Exercise prompt: Reproduce the records below exactly; no pictures.

Material provided:
——————
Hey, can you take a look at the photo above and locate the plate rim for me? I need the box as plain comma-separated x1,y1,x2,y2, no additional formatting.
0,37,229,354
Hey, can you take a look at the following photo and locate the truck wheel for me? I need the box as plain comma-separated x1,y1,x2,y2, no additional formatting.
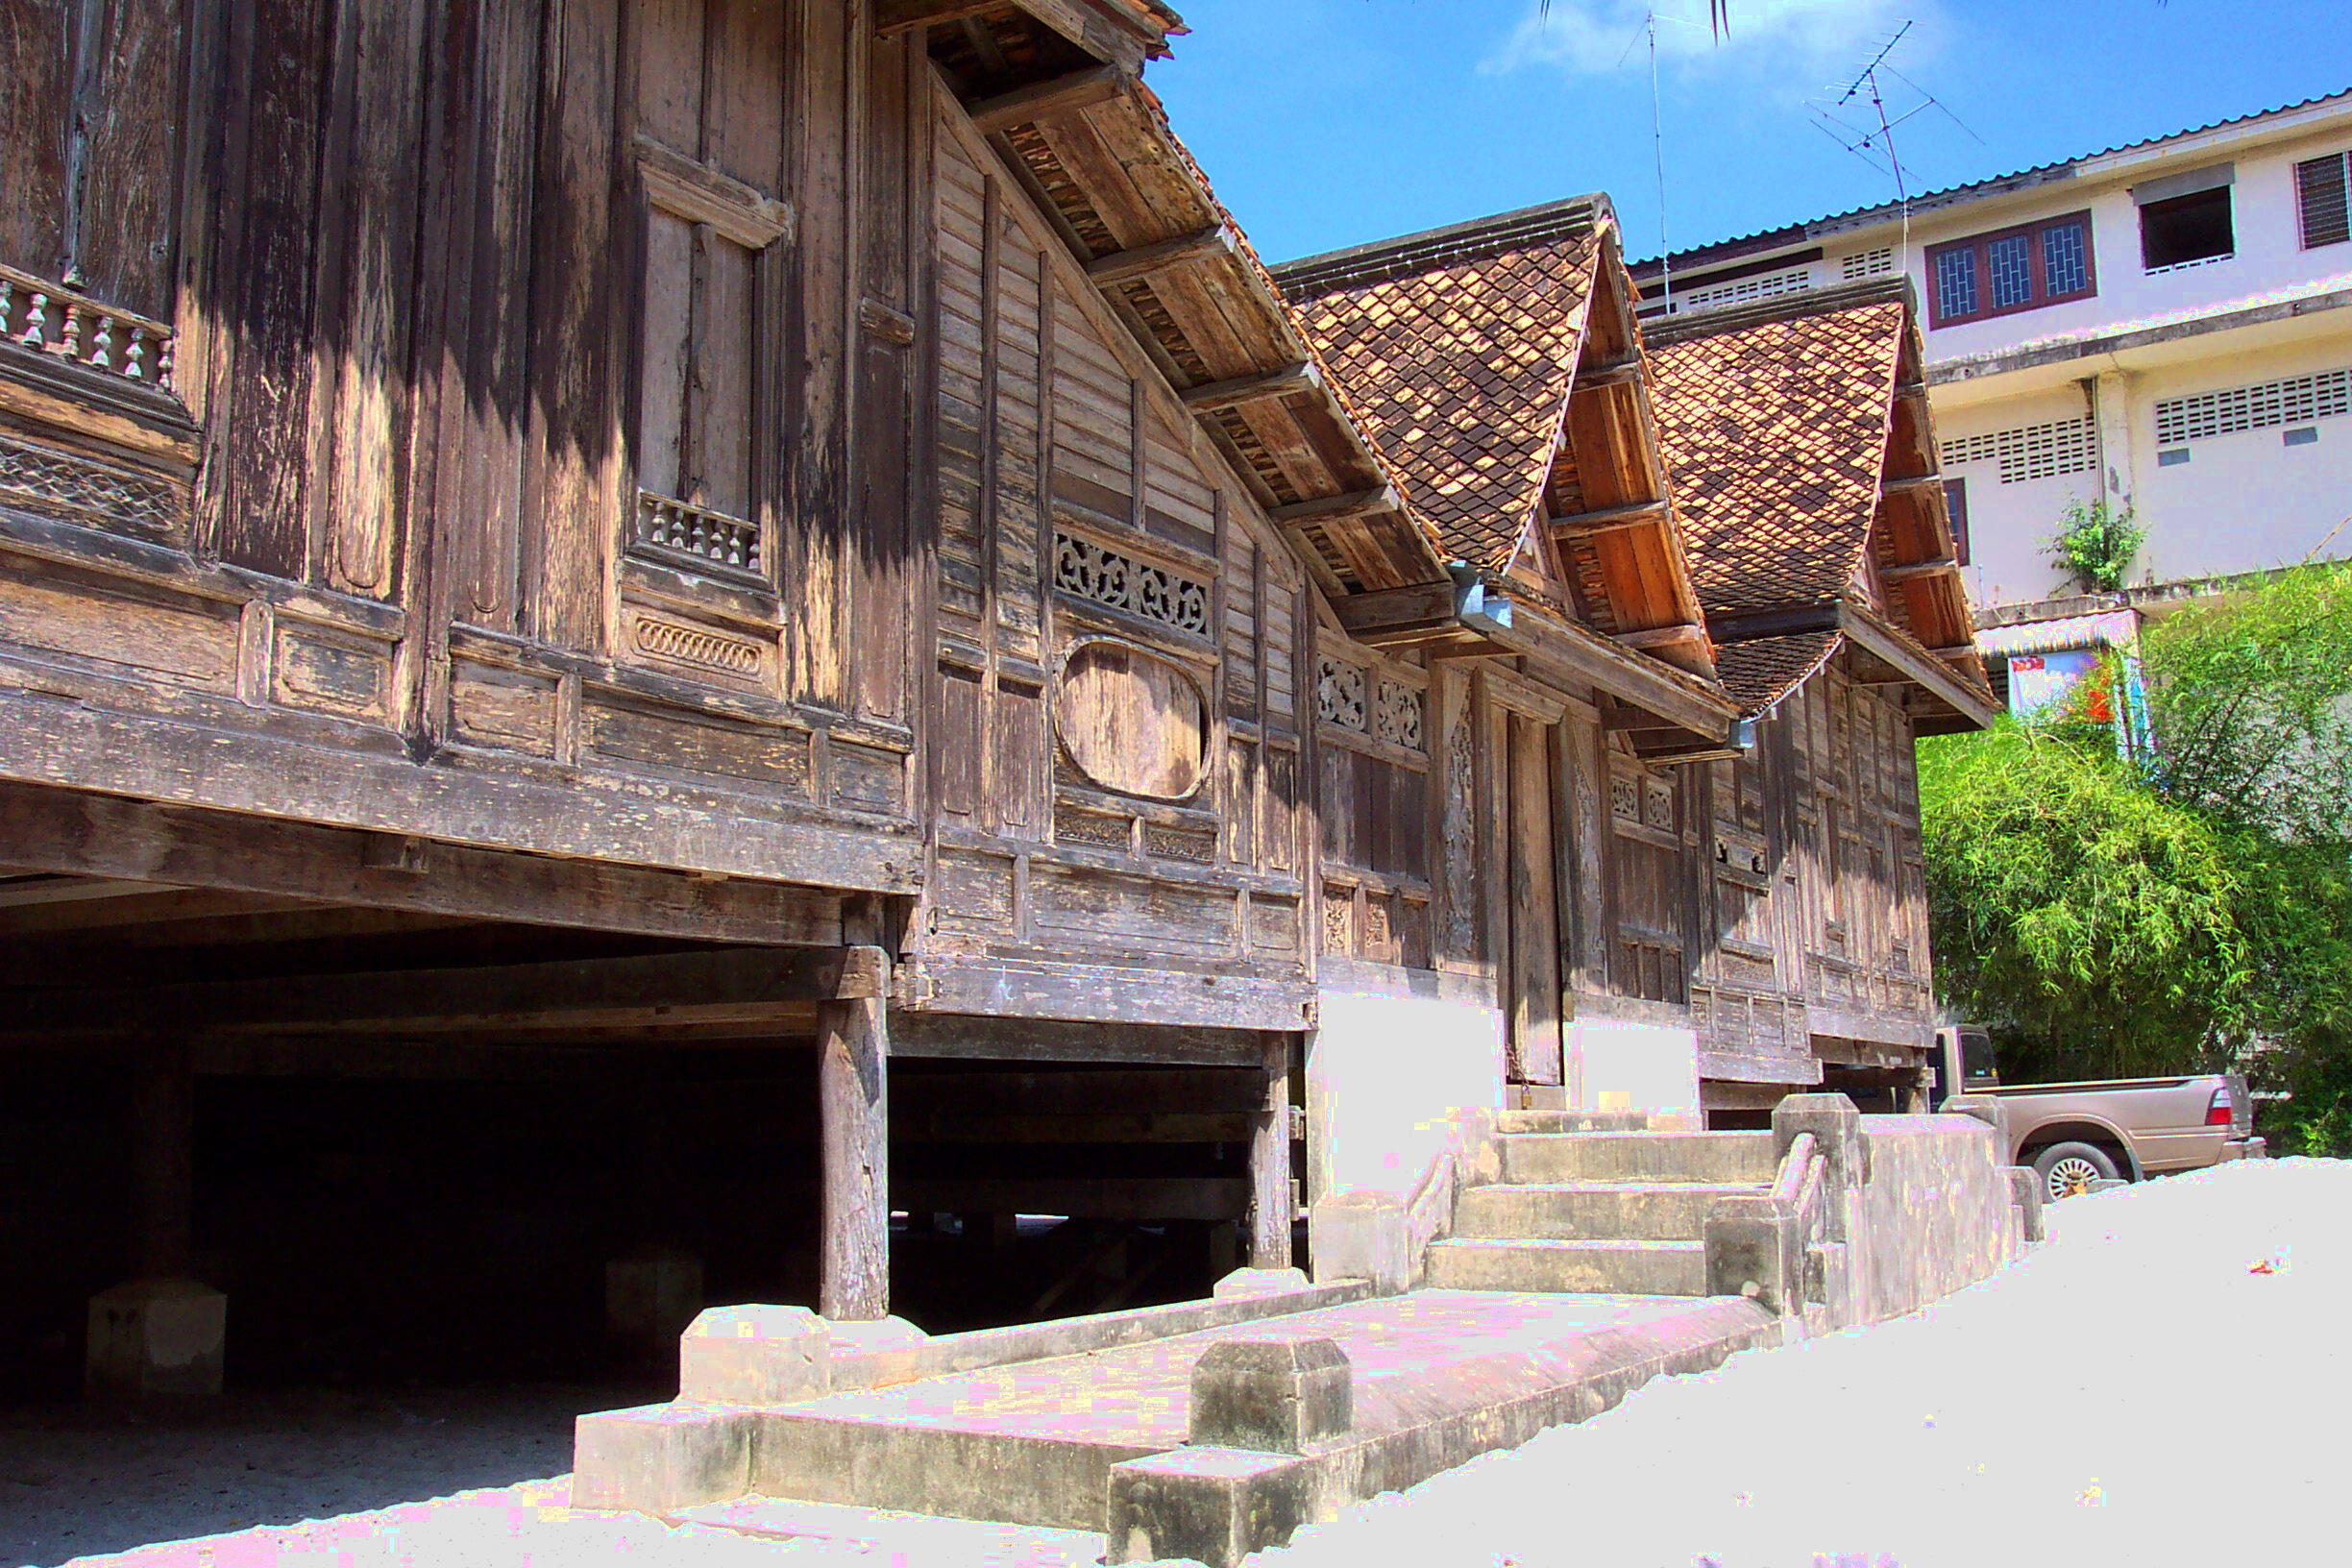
2035,1142,2120,1201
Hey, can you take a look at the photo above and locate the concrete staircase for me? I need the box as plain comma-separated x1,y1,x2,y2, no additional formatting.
1426,1111,1777,1296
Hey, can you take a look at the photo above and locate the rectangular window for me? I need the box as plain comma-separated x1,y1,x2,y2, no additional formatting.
1678,265,1812,314
1924,210,2095,328
1942,478,1971,567
2154,367,2352,446
628,140,793,589
1939,416,2099,486
2298,152,2351,249
1840,246,1895,280
2139,186,2233,272
1933,246,1977,321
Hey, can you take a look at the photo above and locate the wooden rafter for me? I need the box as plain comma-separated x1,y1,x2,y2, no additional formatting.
968,64,1132,135
875,0,1010,37
1268,485,1398,527
1084,224,1233,286
1549,498,1666,534
1179,360,1320,412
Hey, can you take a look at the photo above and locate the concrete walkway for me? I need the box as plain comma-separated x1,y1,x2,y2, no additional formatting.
684,1286,1778,1542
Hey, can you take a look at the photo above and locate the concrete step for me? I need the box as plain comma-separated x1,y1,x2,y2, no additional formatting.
1451,1181,1764,1241
1498,1130,1778,1186
1424,1237,1709,1296
585,1291,1774,1537
1496,1110,1699,1135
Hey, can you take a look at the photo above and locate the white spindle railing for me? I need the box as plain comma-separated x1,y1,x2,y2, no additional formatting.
0,263,175,391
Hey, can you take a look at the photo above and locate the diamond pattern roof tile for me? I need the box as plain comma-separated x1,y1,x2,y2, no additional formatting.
1644,301,1907,615
1288,234,1605,576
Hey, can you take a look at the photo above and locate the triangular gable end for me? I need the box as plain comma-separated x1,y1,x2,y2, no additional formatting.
1547,231,1715,680
1277,199,1717,685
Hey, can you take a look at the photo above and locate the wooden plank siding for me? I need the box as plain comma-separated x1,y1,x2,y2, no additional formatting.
0,0,1961,1078
915,80,1311,1019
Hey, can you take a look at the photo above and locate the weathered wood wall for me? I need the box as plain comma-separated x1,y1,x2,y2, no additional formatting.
916,87,1311,1018
1693,657,1934,1084
0,0,931,906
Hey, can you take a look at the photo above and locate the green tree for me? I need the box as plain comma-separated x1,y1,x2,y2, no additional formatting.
1919,566,2352,1150
2139,562,2352,842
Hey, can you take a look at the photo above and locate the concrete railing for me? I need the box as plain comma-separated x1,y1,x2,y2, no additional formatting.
1707,1092,2045,1338
1307,1104,1499,1295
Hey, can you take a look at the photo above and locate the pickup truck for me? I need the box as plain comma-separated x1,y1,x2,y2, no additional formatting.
1931,1026,2267,1201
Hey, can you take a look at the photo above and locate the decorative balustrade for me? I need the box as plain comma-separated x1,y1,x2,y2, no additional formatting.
631,490,766,583
0,263,175,391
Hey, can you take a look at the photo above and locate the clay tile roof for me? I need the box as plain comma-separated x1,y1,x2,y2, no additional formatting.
1713,630,1843,716
1643,298,1906,615
1275,202,1608,576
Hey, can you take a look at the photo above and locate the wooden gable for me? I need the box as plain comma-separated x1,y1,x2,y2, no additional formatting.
917,78,1319,1026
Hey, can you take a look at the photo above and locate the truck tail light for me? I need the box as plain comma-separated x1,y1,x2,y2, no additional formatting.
2206,1088,2234,1127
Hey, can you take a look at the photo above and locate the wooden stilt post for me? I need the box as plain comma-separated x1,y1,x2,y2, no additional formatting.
820,943,892,1321
133,1041,195,1278
1248,1035,1293,1270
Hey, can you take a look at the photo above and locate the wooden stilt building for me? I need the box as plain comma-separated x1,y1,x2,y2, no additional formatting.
0,0,1988,1397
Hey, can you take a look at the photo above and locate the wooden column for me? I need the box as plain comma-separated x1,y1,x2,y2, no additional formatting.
1248,1036,1292,1270
132,1041,195,1278
819,944,892,1321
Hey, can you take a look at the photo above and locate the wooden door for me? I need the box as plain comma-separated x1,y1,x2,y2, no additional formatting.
1506,714,1564,1085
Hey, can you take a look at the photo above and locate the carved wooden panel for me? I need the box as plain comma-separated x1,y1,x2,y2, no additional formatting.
0,432,187,548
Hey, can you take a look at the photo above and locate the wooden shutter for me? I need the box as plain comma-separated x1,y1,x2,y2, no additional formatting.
2297,153,2350,250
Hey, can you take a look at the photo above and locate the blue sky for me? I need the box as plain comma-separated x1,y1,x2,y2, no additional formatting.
1147,1,2352,266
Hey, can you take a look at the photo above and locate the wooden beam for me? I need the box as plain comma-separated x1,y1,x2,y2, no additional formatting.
1574,357,1643,391
12,946,886,1039
875,0,1005,37
897,1112,1255,1144
1879,556,1958,583
820,949,892,1321
895,1066,1269,1114
891,1176,1250,1223
1329,578,1462,643
1178,359,1318,412
967,64,1130,135
1269,485,1399,528
1879,473,1946,496
1085,224,1233,288
134,1041,194,1276
1614,624,1709,652
1250,1037,1292,1268
0,875,183,909
0,886,326,939
1548,498,1666,534
1707,602,1841,642
0,783,847,945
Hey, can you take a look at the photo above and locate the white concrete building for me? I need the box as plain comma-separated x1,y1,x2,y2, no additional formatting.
1630,91,2352,664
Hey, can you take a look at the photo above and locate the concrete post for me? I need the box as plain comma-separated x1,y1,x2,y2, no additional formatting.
1771,1093,1864,1237
1248,1036,1293,1270
1188,1337,1352,1454
134,1041,194,1277
2093,370,2139,542
819,945,891,1323
1703,1191,1799,1314
89,1041,225,1400
605,1243,704,1354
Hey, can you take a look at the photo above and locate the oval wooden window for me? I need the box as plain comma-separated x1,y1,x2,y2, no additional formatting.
1054,639,1208,801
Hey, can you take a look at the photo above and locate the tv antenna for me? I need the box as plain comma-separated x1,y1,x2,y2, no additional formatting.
1613,9,1708,312
1805,22,1980,275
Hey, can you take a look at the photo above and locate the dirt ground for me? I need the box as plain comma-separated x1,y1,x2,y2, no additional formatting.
0,1383,650,1567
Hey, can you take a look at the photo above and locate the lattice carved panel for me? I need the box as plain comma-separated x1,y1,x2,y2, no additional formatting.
1053,532,1209,637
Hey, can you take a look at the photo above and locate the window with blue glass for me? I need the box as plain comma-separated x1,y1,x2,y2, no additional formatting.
1924,210,2095,328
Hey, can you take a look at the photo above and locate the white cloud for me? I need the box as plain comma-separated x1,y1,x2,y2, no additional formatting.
1487,0,1922,79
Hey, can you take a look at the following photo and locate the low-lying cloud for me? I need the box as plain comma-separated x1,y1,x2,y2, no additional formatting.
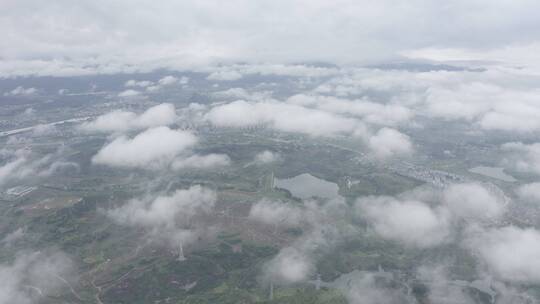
——————
Answer box:
Hey, can you take a look at the photo above and locate the plate rim for me? I need the box as plain comma-separated x1,y1,x2,y2, no additional formatting.
0,37,229,354
Hey, can you take a look at the following photo and locate the truck wheel for me? I need the box as plain comma-separated x1,y1,x2,y2, no additional formatting.
2035,1142,2120,1201
Hey, can you take a look at the photo above and locate the concrete staircase for me? I need the box as plain comma-separated x1,y1,x2,y2, no additional formatting.
1426,1111,1777,1296
Hey, can you take a look at the photo above and locate the rectangular window for me? I need the box as plain comma-separated x1,y1,x2,y2, no additional formatting.
1678,265,1812,314
1924,210,2095,328
1942,478,1971,567
2154,367,2352,446
628,140,793,589
1939,416,2099,486
2298,152,2351,249
1840,246,1895,280
2139,186,2233,272
1933,246,1977,321
Hey, can you take a look at the photo above and locate the wooden rafter for me? I need the box as plain comma-separated x1,y1,x2,y2, no additional formatting.
968,64,1132,135
875,0,1010,37
1268,485,1398,527
1084,224,1233,286
1549,498,1666,534
1179,360,1320,412
Hey, can you take a look at the photo above and locate the concrete walkway for me? I need the box as plain comma-separated x1,y1,x2,y2, no additional formatting.
684,1286,1778,1542
Hey, can you take a look at the photo above and locate the concrete step for me? I need the box as plain comma-separated x1,y1,x2,y2, no additional formatting.
1451,1181,1764,1241
1498,1130,1778,1186
1424,1237,1709,1296
585,1291,1774,1537
1496,1110,1699,1135
Hey, can you take a look at the photo above and locate the white spindle railing for me? I need the box as plain comma-separated x1,y1,x2,y2, no additional formatting.
0,263,175,391
Hey, can you take a look at the photo above and locate the diamond pattern roof tile for me? I need the box as plain comma-separated x1,y1,x2,y2, no additional formatting.
1644,301,1907,615
1288,234,1605,576
Hey, can you take a look at the photo above and locate the triangular gable end for me? I need the box as plain comma-separated x1,y1,x2,y2, no additional formatting.
1547,231,1715,680
1277,199,1717,685
Hey, can you take a look at the photo above and locate the wooden plank siding for me? I need the box as plain comma-separated x1,y1,x2,y2, no additional formatting.
0,0,1961,1078
915,80,1311,1019
Hey, can you take a look at the photo above and locate the weathered wood wall for me? I need the box as plain comma-separated x1,y1,x2,y2, no additional formatting.
916,87,1311,1018
1693,657,1934,1084
0,0,931,906
Hey, can you take a look at the photo above and locate the green tree for me? I need the box as plain comma-separated x1,y1,x2,y2, no additional formatting.
1919,566,2352,1150
2139,562,2352,842
Hey, can you take a look at the photo above and locate the concrete railing for me? I need the box as plain comma-separated x1,y1,x2,y2, no additional formatting.
1707,1092,2045,1338
1307,1104,1499,1295
Hey, can you take a look at the photo above and locate the pickup truck for me? I need the box as plain comma-separated x1,y1,x2,y2, no additional formatting.
1931,1026,2267,1201
Hey, can you take a look at the photo above and locate the decorative balustrade for me? I need the box as plain comma-separated x1,y1,x2,y2, no additional formatting.
631,490,766,583
0,263,175,391
Hey, can you take a look at the photo above and locate the clay tile roof for me? I need the box as plain comma-separated x1,y1,x2,y2, no additional formatting.
1713,630,1843,716
1643,298,1906,615
1275,202,1608,576
Hey, can you take a look at the photo above and locate the wooden gable for me? I need the box as plain comma-separated x1,y1,x2,y2, no additional formatting.
917,78,1319,1026
Hey, can you take a look at the photo above and locate the truck tail light for me? I need the box as plain comma-separated x1,y1,x2,y2, no additional formatting.
2206,1088,2234,1127
Hey, can you take a look at the photo above and locate the wooden stilt post for me? I need the box as plain comma-separated x1,y1,x2,y2, no additional formatting.
820,943,892,1321
133,1041,195,1278
1248,1035,1293,1270
Hey, can you take a look at the photo above and locate the wooden stilt building for me? I need the box as plain comma-separated x1,y1,x2,y2, no additional formatting.
0,0,1988,1397
Hey, can you take a look at the photo above and locate the wooden column for me? I need the box as plain comma-separated x1,y1,x2,y2, no additional formatting.
1248,1036,1292,1270
132,1041,195,1278
819,944,892,1321
Hey, can you take a look at the photo above and locate the wooden door for me? I need the box as plain comma-separated x1,y1,x2,y2, no additional formatting.
1506,714,1564,1085
Hey, can you take a look at the photo above and locate the carved wooden panel for me? I need the box as plain comma-separated x1,y1,x2,y2, no additional formatting.
0,432,187,548
Hey, can you take a look at the photo above and locate the wooden shutter for me? I need the box as plain comma-separated x1,y1,x2,y2, no additional formatting.
2297,153,2350,250
Hey, can you take a look at the photo above and locate the blue sky for me? I need the box as plain comma-separated x1,y1,x2,y2, no additional formatting.
1147,1,2352,266
Hey, can you take a look at the photo above and locate the wooden beam for me? I need the box as plain comma-separated x1,y1,x2,y2, no additional formatting.
1574,357,1643,391
12,946,886,1039
875,0,1005,37
897,1112,1255,1144
1879,556,1958,583
820,949,892,1321
895,1066,1269,1114
891,1176,1250,1223
1329,578,1462,643
1178,359,1318,412
967,64,1130,135
1269,485,1399,528
1879,473,1946,496
1085,224,1233,288
134,1041,194,1276
1614,624,1709,652
1250,1037,1292,1268
0,875,183,909
0,886,326,939
1548,498,1666,534
1707,602,1841,642
0,783,847,945
Hey, can you take a look at the photo above and locate the white concrete building for me? I need the box as plain comma-separated x1,y1,x2,y2, no additional formatting.
1630,91,2352,664
Hey, can you take a look at the photo above and locate the concrete post for me? I need the box as plain comma-separated x1,y1,x2,y2, no additional formatting.
1771,1093,1864,1237
1248,1036,1293,1270
1188,1337,1352,1454
134,1041,194,1277
2093,370,2139,542
819,945,891,1323
1703,1191,1799,1314
89,1041,225,1400
605,1243,704,1354
Hey, can you take a look at the photo above and locate the oval wooden window for me? I need the box as plain comma-separated x1,y1,x2,y2, no additional formatting.
1054,639,1208,801
Hey, can you take a look at the photo above and locate the tv antenna for me? I need the box as plain comma-separated x1,y1,x2,y2, no additional formatting.
1613,9,1708,312
1805,22,1980,275
Hey, can you take a look at the photo above and locate the dirt ground for me? I need the box as plain comma-separated x1,y1,x2,y2, no additional formatting.
0,1383,650,1567
Hey, can you take a look at the photo above and locate the lattice carved panel for me? I need the box as plain comma-separated x1,y1,x2,y2, no additional formatting.
1053,532,1209,637
Hey, can you take a look at the photo above and locate the window with blue glass for me? I need the box as plain comma-separated x1,y1,x2,y2, no additional formatting.
1924,210,2095,328
Hey, can you take a look at the photo above and locate the white cloud for me? I need the box as plain comma-separated x1,y1,x2,y2, no additional formatting.
1487,0,1922,79
Hey, can you take a look at the following photo and locate the low-lying cloud for me? I need the box as plain comma-separated x1,y1,x2,y2, no additional formatting.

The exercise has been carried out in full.